Extract to read.
▬▬▬▬▬▬
Compilation album by New Order
- Released: 14 April 2004
- Recorded: 24 September 1998 (1–5) 17 October 2001 (6–9) 2002 (10)
- Genre: Rock
- Length: 47:44
- Label: Strange Fruit - SFRSCD128
- Producer: Miti Adhikari

New Order chronology
| Retro (2002) | In Session (2004) | Waiting for the Sirens' Call (2005) |

= In Session (New Order album) =

In Session is a compilation album of two BBC Radio 1 sessions by the English band New Order, released in 2004. The first five tracks were recorded in 1998 for the John Peel radio show. These songs mark the group's third John Peel session. Tracks 6 to 9 were recorded for the BBC Radio 1 Evening Session in 2001. "Transmission" is a video recorded in 2002 for John Peel's 40th anniversary party.

The session tracks were produced by Miti Adhikari. The artwork was designed by the group's longtime collaborator Peter Saville with photography by Jon Wozencroft.

Professional ratings
Review scores
| Source | Rating |
| BBC Online | Positive |
| Pitchfork | 8.3/10 |

==Track listing==

| No. | Title | Writer(s) | Length |
|---|---|---|---|
| 1. | "True Faith" | Gilbert, Hook, Morris, Sumner, Stephen Hague | 5:35 |
| 2. | "Isolation" | Ian Curtis, Hook, Morris, Sumner | 2:44 |
| 3. | "Touched" |  | 4:39 |
| 4. | "Atmosphere" | Curtis, Hook, Morris, Sumner | 4:30 |
| 5. | "Paradise" |  | 4:08 |
| 6. | "Slow Jam" |  | 5:22 |
| 7. | "Your Silent Face" |  | 6:01 |
| 8. | "Close Range" |  | 5:01 |
| 9. | "Rock the Shack" |  | 5:24 |
| 10. | "Transmission" (video) | Curtis, Hook, Morris, Sumner | 4:01 |

==Personnel==
New Order
- Phil Cunningham - guitar and keyboards (6–9)
▬▬▬▬▬▬
Recorded information.

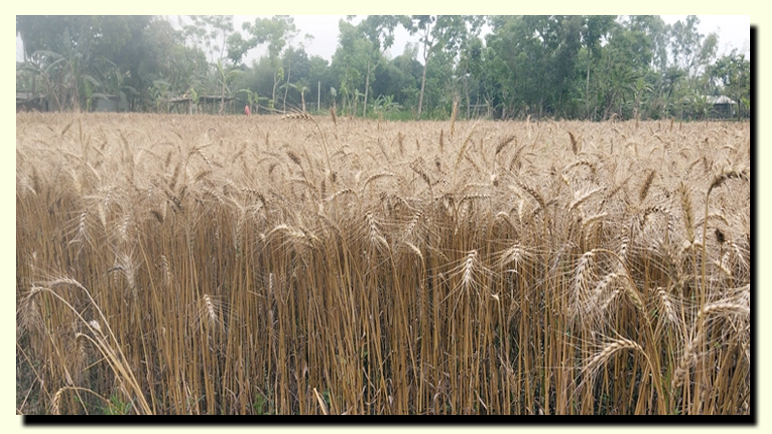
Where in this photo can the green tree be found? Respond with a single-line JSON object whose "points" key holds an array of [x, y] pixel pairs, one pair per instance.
{"points": [[277, 32], [436, 32]]}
▬▬▬▬▬▬
Complete the following.
a) In the text about the New Order album, reproduce the passage from "New Order chronology" to "by Jon Wozencroft.", substituting "Radio 1 Evening Session" for "BBC Radio 1 Evening Session".
b) According to the text about the New Order album, who designed its artwork?
c) Translate this sentence from the text about the New Order album into Spanish: "The session tracks were produced by Miti Adhikari."

Task results.
a)
New Order chronology
| Retro (2002) | In Session (2004) | Waiting for the Sirens' Call (2005) |

= In Session (New Order album) =

In Session is a compilation album of two BBC Radio 1 sessions by the English band New Order, released in 2004. The first five tracks were recorded in 1998 for the John Peel radio show. These songs mark the group's third John Peel session. Tracks 6 to 9 were recorded for the Radio 1 Evening Session in 2001. "Transmission" is a video recorded in 2002 for John Peel's 40th anniversary party.

The session tracks were produced by Miti Adhikari. The artwork was designed by the group's longtime collaborator Peter Saville with photography by Jon Wozencroft.

b) Peter Saville, the group's longtime collaborator.

c) Las pistas de las sesiones fueron producidas por Miti Adhikari.